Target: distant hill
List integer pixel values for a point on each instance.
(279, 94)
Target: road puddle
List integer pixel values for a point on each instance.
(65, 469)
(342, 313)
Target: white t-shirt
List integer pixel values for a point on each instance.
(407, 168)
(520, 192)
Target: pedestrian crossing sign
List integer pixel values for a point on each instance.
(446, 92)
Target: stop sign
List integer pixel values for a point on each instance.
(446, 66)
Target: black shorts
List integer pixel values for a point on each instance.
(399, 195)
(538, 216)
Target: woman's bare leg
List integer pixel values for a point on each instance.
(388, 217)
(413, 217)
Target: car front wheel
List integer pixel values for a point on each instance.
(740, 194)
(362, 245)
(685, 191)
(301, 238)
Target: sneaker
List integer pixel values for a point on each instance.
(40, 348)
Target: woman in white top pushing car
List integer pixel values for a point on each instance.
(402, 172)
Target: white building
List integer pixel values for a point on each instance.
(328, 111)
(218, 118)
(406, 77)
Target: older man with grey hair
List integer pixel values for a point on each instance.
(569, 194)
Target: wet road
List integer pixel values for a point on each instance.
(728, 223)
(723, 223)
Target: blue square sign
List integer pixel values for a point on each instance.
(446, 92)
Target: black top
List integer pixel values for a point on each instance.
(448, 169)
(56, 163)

======

▸ **To do**: Extract the first line above and each line after it up to and including the one with "Target: older man with grey hair", please, exactly and with nothing else.

▸ **Exercise output**:
Target: distant hill
List integer pixel values for a point on each instance.
(279, 94)
Target: road puddle
List integer pixel values for a point on each instance.
(65, 469)
(342, 313)
Target: white t-shirt
List integer pixel values for a point on each instance.
(407, 168)
(520, 192)
Target: pedestrian crossing sign
List integer pixel values for a point on each instance.
(446, 92)
Target: stop sign
List integer pixel values for a point on each instance.
(446, 66)
Target: black shorts
List integer pixel values for a point on each instance.
(399, 195)
(538, 216)
Target: woman's bare leg
List integer pixel values for a point on each instance.
(388, 217)
(413, 217)
Target: car front wheel
List integer pixel values for a point on each instance.
(740, 194)
(362, 245)
(685, 191)
(301, 238)
Target: sneaker
List integer pixel values for a point on each instance.
(40, 348)
Target: woman in white top pushing car
List integer pixel values for a point on each instance.
(402, 172)
Target: white building
List integer pixel values for a point on each instance.
(328, 111)
(218, 118)
(406, 77)
Target: older man with grey hair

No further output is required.